Content starts
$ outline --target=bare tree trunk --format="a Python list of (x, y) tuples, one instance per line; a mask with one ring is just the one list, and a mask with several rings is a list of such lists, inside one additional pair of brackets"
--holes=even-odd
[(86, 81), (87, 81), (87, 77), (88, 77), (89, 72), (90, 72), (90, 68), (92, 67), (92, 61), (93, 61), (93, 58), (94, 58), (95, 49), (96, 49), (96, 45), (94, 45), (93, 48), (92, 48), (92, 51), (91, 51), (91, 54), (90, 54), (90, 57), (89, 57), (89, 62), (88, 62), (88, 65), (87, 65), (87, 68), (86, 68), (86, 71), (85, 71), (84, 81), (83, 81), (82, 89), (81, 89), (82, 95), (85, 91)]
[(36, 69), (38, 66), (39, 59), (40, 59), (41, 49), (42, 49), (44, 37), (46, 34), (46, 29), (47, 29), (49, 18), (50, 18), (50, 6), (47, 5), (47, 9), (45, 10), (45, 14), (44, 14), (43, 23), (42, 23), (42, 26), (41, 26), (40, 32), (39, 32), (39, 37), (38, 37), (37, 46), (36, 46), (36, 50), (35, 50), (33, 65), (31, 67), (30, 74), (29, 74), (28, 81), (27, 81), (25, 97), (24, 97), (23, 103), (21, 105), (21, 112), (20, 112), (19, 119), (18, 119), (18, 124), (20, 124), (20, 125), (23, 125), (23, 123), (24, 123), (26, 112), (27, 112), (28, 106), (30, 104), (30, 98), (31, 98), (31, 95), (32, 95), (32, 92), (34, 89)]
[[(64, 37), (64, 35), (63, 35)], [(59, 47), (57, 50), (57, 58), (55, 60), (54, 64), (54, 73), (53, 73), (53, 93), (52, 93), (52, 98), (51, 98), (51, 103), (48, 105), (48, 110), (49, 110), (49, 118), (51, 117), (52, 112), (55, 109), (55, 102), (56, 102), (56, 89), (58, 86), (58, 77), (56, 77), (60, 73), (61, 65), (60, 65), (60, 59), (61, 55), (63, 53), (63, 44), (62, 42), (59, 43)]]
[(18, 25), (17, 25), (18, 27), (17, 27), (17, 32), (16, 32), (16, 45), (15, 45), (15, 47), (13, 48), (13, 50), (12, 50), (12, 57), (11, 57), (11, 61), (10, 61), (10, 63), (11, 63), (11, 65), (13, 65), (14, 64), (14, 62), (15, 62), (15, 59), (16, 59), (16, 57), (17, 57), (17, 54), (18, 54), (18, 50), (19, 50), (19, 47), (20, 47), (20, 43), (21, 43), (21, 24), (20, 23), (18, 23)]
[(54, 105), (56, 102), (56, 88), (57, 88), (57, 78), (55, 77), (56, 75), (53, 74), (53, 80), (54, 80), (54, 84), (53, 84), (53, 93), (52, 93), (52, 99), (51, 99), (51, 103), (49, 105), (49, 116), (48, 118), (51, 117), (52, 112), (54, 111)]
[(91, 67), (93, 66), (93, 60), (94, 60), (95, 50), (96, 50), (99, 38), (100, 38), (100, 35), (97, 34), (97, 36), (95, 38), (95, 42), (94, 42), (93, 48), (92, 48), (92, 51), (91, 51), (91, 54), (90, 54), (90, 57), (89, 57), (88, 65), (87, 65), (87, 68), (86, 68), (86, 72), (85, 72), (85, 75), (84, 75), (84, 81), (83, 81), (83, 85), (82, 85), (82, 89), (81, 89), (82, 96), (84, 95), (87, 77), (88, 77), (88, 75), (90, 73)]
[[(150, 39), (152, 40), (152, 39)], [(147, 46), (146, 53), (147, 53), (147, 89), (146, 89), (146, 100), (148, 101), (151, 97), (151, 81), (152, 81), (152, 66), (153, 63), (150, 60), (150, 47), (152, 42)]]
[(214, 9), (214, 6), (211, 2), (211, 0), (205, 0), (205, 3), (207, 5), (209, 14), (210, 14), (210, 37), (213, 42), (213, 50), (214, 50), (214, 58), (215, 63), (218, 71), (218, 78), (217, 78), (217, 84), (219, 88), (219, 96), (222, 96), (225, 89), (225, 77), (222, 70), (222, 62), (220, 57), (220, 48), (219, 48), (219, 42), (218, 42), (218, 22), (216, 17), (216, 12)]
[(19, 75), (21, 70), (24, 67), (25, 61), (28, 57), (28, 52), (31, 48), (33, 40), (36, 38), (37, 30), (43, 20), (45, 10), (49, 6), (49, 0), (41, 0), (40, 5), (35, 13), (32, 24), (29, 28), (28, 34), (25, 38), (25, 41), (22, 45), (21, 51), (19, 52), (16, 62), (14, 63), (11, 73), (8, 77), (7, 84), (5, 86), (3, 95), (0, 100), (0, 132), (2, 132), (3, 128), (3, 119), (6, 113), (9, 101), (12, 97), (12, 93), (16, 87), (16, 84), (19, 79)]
Content ends
◆ **How to complete this task**
All entries are to be returned word for word.

◆ **Output for this task**
$ outline --target=bare tree trunk --format="a Python list of (x, y) tuples, one instance per line; a mask with one ring is just the one list, and a mask with several rings is a list of such lists, inside one additional pair of brackets"
--holes=even-odd
[(86, 81), (87, 81), (87, 77), (88, 77), (89, 72), (90, 72), (90, 68), (92, 67), (92, 61), (93, 61), (93, 58), (94, 58), (95, 49), (96, 49), (96, 45), (94, 45), (93, 48), (92, 48), (92, 51), (91, 51), (91, 54), (90, 54), (90, 57), (89, 57), (89, 62), (88, 62), (88, 65), (87, 65), (87, 68), (86, 68), (86, 71), (85, 71), (84, 81), (83, 81), (82, 89), (81, 89), (82, 95), (85, 91)]
[(36, 69), (38, 66), (39, 59), (40, 59), (41, 49), (42, 49), (44, 37), (46, 34), (46, 29), (47, 29), (49, 18), (50, 18), (50, 6), (47, 5), (47, 9), (45, 10), (45, 14), (44, 14), (43, 23), (42, 23), (42, 26), (41, 26), (40, 32), (39, 32), (39, 37), (38, 37), (37, 46), (36, 46), (36, 50), (35, 50), (33, 65), (31, 67), (30, 74), (29, 74), (28, 81), (27, 81), (25, 97), (24, 97), (23, 103), (21, 105), (21, 112), (20, 112), (19, 119), (18, 119), (18, 124), (20, 124), (20, 125), (23, 125), (23, 123), (24, 123), (26, 112), (27, 112), (28, 106), (30, 104), (30, 98), (31, 98), (31, 95), (32, 95), (32, 92), (34, 89)]
[[(64, 37), (64, 35), (63, 35)], [(59, 47), (57, 50), (57, 58), (55, 60), (54, 64), (54, 73), (53, 73), (53, 93), (52, 93), (52, 98), (51, 98), (51, 103), (48, 105), (48, 110), (49, 110), (49, 118), (51, 117), (52, 112), (55, 109), (55, 102), (56, 102), (56, 89), (58, 86), (58, 77), (56, 77), (60, 73), (61, 65), (60, 65), (60, 59), (61, 55), (63, 53), (63, 44), (62, 42), (59, 43)]]
[(18, 25), (17, 25), (18, 27), (17, 27), (17, 32), (16, 32), (16, 45), (15, 45), (15, 47), (13, 48), (13, 50), (12, 50), (12, 57), (11, 57), (11, 61), (10, 61), (10, 63), (11, 63), (11, 65), (13, 65), (14, 64), (14, 62), (15, 62), (15, 59), (16, 59), (16, 57), (17, 57), (17, 54), (18, 54), (18, 50), (19, 50), (19, 47), (20, 47), (20, 43), (21, 43), (21, 24), (20, 23), (18, 23)]
[(54, 105), (56, 102), (56, 88), (57, 88), (57, 78), (55, 77), (56, 75), (53, 74), (53, 80), (54, 80), (54, 84), (53, 84), (53, 93), (52, 93), (52, 99), (51, 99), (51, 103), (49, 105), (49, 116), (48, 118), (51, 117), (52, 112), (54, 111)]
[(91, 67), (93, 66), (93, 60), (94, 60), (95, 50), (96, 50), (99, 38), (100, 38), (100, 35), (97, 34), (97, 36), (95, 38), (95, 42), (94, 42), (93, 48), (92, 48), (92, 51), (91, 51), (91, 54), (90, 54), (90, 57), (89, 57), (88, 65), (87, 65), (87, 68), (86, 68), (86, 72), (85, 72), (85, 75), (84, 75), (84, 81), (83, 81), (83, 85), (82, 85), (82, 89), (81, 89), (82, 96), (84, 95), (87, 77), (88, 77), (88, 75), (90, 73)]
[[(150, 39), (152, 40), (152, 39)], [(147, 46), (146, 53), (147, 53), (147, 89), (146, 89), (146, 100), (148, 101), (151, 97), (151, 81), (152, 81), (152, 66), (153, 63), (150, 60), (150, 47), (152, 42)]]
[(214, 9), (214, 6), (211, 2), (211, 0), (205, 0), (205, 3), (207, 5), (209, 14), (210, 14), (210, 37), (213, 42), (213, 50), (214, 50), (214, 58), (215, 63), (218, 71), (218, 78), (217, 78), (217, 84), (219, 88), (219, 96), (222, 96), (225, 89), (225, 77), (222, 70), (222, 62), (220, 57), (220, 48), (219, 48), (219, 42), (218, 42), (218, 22), (216, 17), (216, 12)]
[(19, 75), (21, 70), (24, 67), (25, 61), (28, 57), (28, 52), (31, 48), (33, 40), (36, 38), (37, 30), (43, 20), (45, 10), (49, 6), (49, 0), (41, 0), (40, 5), (35, 13), (32, 24), (29, 28), (28, 34), (25, 38), (25, 41), (22, 45), (21, 51), (19, 52), (16, 62), (14, 63), (11, 73), (8, 77), (7, 84), (5, 86), (3, 95), (0, 100), (0, 132), (2, 132), (3, 128), (3, 119), (6, 113), (9, 101), (12, 97), (12, 93), (16, 87), (16, 84), (19, 79)]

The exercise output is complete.